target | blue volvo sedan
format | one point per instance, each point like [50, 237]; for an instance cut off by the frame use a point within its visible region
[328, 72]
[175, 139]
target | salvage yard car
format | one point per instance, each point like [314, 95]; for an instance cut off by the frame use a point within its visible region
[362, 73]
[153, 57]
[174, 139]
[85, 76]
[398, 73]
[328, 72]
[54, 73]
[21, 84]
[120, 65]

..............................

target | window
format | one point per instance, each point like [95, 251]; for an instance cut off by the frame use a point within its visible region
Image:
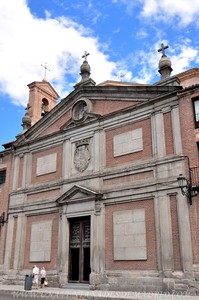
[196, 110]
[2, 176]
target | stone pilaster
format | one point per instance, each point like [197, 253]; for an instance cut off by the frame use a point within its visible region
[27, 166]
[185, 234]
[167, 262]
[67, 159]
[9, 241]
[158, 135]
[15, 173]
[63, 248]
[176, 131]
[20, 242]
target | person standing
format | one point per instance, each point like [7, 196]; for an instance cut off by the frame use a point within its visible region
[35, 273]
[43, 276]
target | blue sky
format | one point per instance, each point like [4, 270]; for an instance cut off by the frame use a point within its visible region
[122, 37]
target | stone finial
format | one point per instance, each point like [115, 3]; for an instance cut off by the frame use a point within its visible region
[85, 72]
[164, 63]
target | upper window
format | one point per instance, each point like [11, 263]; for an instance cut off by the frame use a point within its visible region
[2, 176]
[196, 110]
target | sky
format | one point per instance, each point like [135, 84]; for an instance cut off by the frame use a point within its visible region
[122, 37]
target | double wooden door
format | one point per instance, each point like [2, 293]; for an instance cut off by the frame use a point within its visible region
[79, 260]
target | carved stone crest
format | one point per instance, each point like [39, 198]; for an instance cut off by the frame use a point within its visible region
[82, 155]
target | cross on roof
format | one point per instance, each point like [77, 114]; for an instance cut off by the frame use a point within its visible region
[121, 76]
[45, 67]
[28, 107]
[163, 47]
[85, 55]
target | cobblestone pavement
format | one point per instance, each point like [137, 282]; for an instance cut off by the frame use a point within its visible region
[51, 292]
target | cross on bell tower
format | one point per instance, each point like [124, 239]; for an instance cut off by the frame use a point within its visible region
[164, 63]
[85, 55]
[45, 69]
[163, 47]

..............................

Count the lines in the entries above that contain the word "blue", where case matters, and give only the number.

• **Finished answer**
2